### Task objective
Decide whether each statement below agrees with the text on the Die Ärzte album Ab 18, answering yes or no and quoting the deciding words. (a) The album reached position 33 in the German album charts. (b) Some songs from the album were released as singles. (c) "Sweet Sweet Gwendoline" was indexed.

------ Supplied text ------

Compilation album by Die Ärzte
- Released: 21 October 1987
- Recorded: 1984–1987
- Genre: Punk rock
- Length: 21:11
- Label: CBS Schallplatten
- Producer: Die Ärzte (tracks 1, 3–7) Manne Praeker (track 2)

Die Ärzte chronology
| Ist das alles? (13 Höhepunkte mit den Ärzten) (1987) | Ab 18 (1987) | Das ist nicht die ganze Wahrheit... (1988) |

= Ab 18 =

Ab 18 [Over 18] is the sixth album by German rock band Die Ärzte. It is an EP compilation of which three songs were put in the German List of Media Harmful to Young People. The album was banned in Germany on 10 December that same year. The banned songs were, at the time, "Geschwisterliebe", "Claudia hat 'nen Schäferhund" and "Schlaflied". As of 2022, only "Geschwisterliebe" is still banned and Streaming Services like Spotify offer the album to German Users in a censored version that omits that song.

==Background==
Ab 18 includes, among other things, the songs "Geschwisterliebe" and "Claudia hat 'nen Schäferhund" which were indexed at the time of the release of the album and "Schlaflied". Another previously released song on the record was "Sweet Sweet Gwendoline", which already appeared on Die Ärzte and was not indexed. However, it was controversial because of the glorification of sadomasochism. New songs include "Sie kratzt, sie stinkt sie klebt" and "Claudia II", the sequel to "Claudia hat nen Schäferhund". Another song was "Helmut K.", which claimed that Helmut Kohl tyrannized his wife and about which it was later falsely stated that it had been banned in Bavaria. After the suicide of Hannelore Kohl In 2001, Die Ärzte distanced themselves from the song "Helmut K." and no longer played it for a few years at their concerts until it was taken back into the set on 29 December 2006 at the concert in SO36 in Berlin.

The album Ab 18 was indexed on 31 October 1987. However, Die Ärzte had anticipated this move by the Federal Department for Media Harmful to Young People and had a sticker put on the CD with the label "This CD may not be advertized and made available to young people for reasons of Youth Protection". The inner cover itself was indexed on 31 December 1987 as well. In the track list of the LP in the first edition there was a spelling mistake: Gwendoline was written with y instead of i. This was corrected in the second edition. The album, despite its indexing, reached position 33 in the German album charts. There were no single releases of any of the songs on this album.

------ Data for review ------

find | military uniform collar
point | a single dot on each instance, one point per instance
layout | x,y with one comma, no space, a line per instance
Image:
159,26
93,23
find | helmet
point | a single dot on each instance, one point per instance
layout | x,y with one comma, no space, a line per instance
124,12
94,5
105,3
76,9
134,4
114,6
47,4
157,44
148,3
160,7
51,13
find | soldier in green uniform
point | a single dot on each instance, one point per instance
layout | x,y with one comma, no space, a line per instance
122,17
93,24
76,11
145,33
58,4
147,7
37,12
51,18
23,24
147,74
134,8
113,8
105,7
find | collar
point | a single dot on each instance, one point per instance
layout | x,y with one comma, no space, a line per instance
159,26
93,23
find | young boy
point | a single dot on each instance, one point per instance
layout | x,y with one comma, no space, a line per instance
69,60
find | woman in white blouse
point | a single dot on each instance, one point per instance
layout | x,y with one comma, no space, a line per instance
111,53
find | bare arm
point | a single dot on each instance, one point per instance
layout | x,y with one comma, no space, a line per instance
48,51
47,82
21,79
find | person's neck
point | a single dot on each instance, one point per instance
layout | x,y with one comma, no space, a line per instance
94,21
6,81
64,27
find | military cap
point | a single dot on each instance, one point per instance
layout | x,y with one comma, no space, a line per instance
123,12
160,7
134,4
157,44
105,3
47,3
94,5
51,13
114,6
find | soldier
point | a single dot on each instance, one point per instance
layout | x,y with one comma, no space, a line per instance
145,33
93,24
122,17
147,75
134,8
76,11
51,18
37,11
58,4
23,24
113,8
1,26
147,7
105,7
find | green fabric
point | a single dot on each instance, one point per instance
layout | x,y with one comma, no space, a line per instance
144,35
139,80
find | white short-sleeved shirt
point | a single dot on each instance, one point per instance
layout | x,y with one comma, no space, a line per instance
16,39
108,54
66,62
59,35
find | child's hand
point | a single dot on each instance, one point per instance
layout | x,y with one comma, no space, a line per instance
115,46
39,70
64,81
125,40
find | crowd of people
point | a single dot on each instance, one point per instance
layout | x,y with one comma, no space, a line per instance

------

### Answer space
(a) Yes: "The album, despite its indexing, reached position 33 in the German album charts."
(b) No: "There were no single releases of any of the songs on this album."
(c) No: "which already appeared on Die Ärzte and was not indexed."